Directive:
Will you repeat, word for word, the part of the excerpt on Afghanistan and globalization starting with "For the rest" and going on through "page 511, 2006)."?

Excerpt:
========

Another author, Carol Riphenburg, in the journal from Third Quarterly claims that “Afghanistan is out of the globalization mainstream” (Riphenburg, 2006). She follows stating that, “Afghanistan ranks low on all three indicators of political capacity: extractive capability, institutional credibility, and transparency.” And that is why Afghanistan falls out of the globalization mainstream due to those factors. (Riphenburg, 2006)

For the rest of the world globalization includes the internet, cell phones and the latest gadget communications on the daily basis. And for Afghanistan, although not to underestimate that internet and cell phones also have made their way to some of the larger cities of Afghanistan such as Kabul, Mazare-Sharif and Herat, it is still far away from being part of their daily lives. It has not made their daily basis routines because of many factors but primarily due to the fact that people do not have much access to it. Riphenburg backs this up by stating in her journal that “Although Kabul has as many as four telekiosks, housed in post offices and equipped with new computer terminals and internet access, as well as internet cafes, Afghanistan is overall on the negative side of the digital divide” (Riphenburg, page 511, 2006).

========

(Stored records)

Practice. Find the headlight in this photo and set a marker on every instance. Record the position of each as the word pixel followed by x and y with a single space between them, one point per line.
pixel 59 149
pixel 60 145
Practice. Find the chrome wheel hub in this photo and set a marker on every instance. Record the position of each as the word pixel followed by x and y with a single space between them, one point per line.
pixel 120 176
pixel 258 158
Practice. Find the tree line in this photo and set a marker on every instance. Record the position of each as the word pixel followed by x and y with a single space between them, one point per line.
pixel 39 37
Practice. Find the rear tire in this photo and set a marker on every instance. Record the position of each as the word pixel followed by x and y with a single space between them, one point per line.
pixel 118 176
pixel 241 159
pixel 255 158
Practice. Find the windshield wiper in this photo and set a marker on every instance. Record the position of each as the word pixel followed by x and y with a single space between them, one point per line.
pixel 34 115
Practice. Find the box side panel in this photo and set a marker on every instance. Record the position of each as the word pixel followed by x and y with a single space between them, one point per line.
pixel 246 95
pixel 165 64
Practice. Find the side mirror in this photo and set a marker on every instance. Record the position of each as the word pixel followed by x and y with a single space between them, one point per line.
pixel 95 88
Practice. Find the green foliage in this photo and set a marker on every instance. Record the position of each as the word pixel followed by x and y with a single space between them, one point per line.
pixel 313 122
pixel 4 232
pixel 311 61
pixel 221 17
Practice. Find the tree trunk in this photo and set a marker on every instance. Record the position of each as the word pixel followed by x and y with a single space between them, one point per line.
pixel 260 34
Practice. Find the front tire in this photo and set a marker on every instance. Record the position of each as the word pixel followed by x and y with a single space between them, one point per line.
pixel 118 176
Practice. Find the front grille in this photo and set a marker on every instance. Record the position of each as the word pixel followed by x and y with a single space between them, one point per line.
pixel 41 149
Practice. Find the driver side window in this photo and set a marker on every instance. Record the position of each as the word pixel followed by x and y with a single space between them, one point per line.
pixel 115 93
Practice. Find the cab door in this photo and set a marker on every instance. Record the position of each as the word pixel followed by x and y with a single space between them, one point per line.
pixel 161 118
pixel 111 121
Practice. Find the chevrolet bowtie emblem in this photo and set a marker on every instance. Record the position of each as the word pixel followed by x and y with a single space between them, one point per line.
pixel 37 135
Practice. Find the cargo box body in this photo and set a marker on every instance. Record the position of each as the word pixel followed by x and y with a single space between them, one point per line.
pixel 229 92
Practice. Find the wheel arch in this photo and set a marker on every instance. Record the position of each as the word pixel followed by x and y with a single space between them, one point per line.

========

Solution to this problem:
For the rest of the world globalization includes the internet, cell phones and the latest gadget communications on the daily basis. And for Afghanistan, although not to underestimate that internet and cell phones also have made their way to some of the larger cities of Afghanistan such as Kabul, Mazare-Sharif and Herat, it is still far away from being part of their daily lives. It has not made their daily basis routines because of many factors but primarily due to the fact that people do not have much access to it. Riphenburg backs this up by stating in her journal that “Although Kabul has as many as four telekiosks, housed in post offices and equipped with new computer terminals and internet access, as well as internet cafes, Afghanistan is overall on the negative side of the digital divide” (Riphenburg, page 511, 2006).